# Exercise objective
Copy word for word the passage of the excerpt on own funds and eligible liabilities that starts at "The Board shall" and ends at "overall risk profile.".

# Excerpt
————————

For the purposes of point (a) of Article 12a(2), the requirement referred to in Article 12a(1) shall be expressed in percentage terms as the amount calculated in accordance with point (a) divided by the total risk exposure amount ('TREA').

For the purposes of point (b) of Article 12a(2), the requirement referred to in Article 12a(1) shall be expressed in percentage terms as the amount calculated in accordance with point (b) divided by the leverage ratio exposure measure.

The Board shall set the recapitalisation amounts referred to in this paragraph in accordance with the resolution actions foreseen in the resolution plan and may adjust those recapitalisation amounts to adequately reflect risks that affect the recapitalisation needs arising from the entity's business model, funding profile and overall risk profile.

5.Where the Board expects that certain classes of eligible liabilities might be excluded from bail-in under Article 27(5) or might be transferred to a recipient in full under a partial transfer, the requirement referred to in Article 12a(1) shall not exceed an amount sufficient to:

(a)cover the amount of excluded liabilities identified in accordance with Article 27(5);

(b)ensure that the conditions referred to paragraph 2 are fulfilled.

6.The Board's decision to impose a minimum requirement of own funds and eligible liabilities under this Article shall contain the reasons for that decision, including a full assessment of the elements referred to in paragraphs 2 to 5, in particular as regards the need and the level of the requirement referred to in Article 104a of Directive 2013/36/EU in the recapitalisation amount.

7.    For the purposes of paragraphs 3 and 4, capital requirements shall be interpreted in accordance with the competent authority's application of transitional provisions laid down in Chapters 1, 2 and 4 of Title I of Part Ten of Regulation (EU) No 575/2013 and in the provisions of national legislation exercising the options granted to the competent authorities by that Regulation.

————————

# Rows
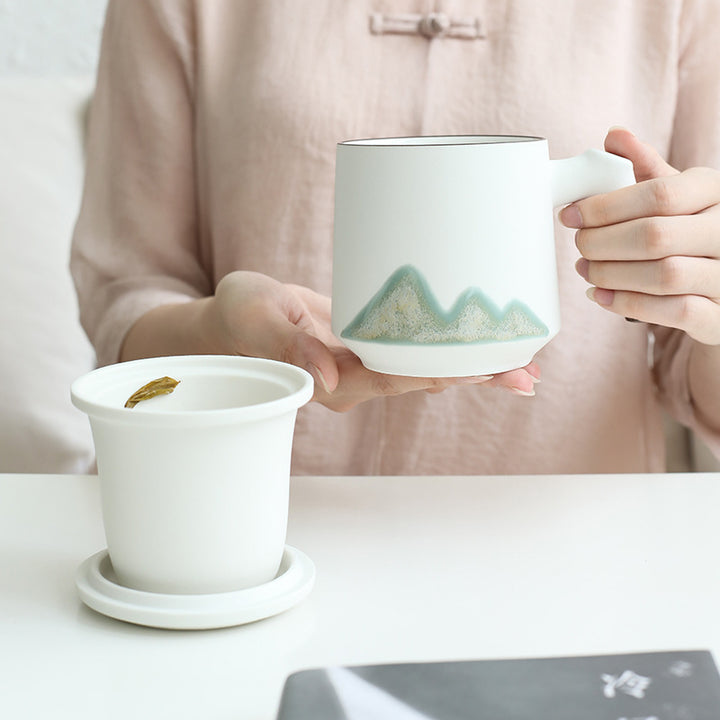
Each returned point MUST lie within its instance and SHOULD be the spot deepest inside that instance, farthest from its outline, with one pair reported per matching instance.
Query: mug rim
(299, 386)
(440, 140)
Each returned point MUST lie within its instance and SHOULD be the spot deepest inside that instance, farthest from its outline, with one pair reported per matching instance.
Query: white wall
(50, 37)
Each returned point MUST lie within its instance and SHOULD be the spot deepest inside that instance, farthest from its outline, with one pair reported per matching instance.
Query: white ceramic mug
(195, 484)
(444, 251)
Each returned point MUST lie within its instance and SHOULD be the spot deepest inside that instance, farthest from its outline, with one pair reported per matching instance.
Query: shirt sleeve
(696, 141)
(135, 244)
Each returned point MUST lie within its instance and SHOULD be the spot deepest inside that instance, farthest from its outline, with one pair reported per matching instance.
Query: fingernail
(601, 296)
(582, 266)
(571, 217)
(315, 371)
(474, 379)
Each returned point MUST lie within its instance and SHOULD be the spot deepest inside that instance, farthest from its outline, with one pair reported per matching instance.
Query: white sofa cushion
(42, 346)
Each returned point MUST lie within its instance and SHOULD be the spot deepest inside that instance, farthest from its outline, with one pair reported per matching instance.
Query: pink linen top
(212, 148)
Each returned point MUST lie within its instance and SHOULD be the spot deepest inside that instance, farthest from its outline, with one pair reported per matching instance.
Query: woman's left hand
(652, 251)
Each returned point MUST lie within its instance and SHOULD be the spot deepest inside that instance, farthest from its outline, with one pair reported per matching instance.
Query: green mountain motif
(405, 310)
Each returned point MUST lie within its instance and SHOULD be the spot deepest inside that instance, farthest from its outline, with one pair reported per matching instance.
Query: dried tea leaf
(161, 386)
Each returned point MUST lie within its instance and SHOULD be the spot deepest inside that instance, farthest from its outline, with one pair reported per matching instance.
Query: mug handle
(593, 172)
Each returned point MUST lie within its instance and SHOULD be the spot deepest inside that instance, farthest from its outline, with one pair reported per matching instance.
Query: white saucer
(100, 590)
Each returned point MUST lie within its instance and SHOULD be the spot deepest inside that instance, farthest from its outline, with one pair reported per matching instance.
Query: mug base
(437, 361)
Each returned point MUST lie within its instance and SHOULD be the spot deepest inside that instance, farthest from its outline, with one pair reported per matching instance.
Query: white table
(407, 569)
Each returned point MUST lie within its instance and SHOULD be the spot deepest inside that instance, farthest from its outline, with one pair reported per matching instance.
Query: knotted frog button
(434, 24)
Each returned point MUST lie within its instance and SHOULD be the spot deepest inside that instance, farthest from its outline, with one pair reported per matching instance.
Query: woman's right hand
(253, 314)
(260, 316)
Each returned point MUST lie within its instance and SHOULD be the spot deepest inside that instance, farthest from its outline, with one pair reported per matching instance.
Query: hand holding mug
(291, 323)
(652, 251)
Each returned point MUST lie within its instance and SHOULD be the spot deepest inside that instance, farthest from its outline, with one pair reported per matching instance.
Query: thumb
(646, 161)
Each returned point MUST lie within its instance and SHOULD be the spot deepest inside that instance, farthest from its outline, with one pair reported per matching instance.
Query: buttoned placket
(429, 25)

————————

# Exercise solution
The Board shall set the recapitalisation amounts referred to in this paragraph in accordance with the resolution actions foreseen in the resolution plan and may adjust those recapitalisation amounts to adequately reflect risks that affect the recapitalisation needs arising from the entity's business model, funding profile and overall risk profile.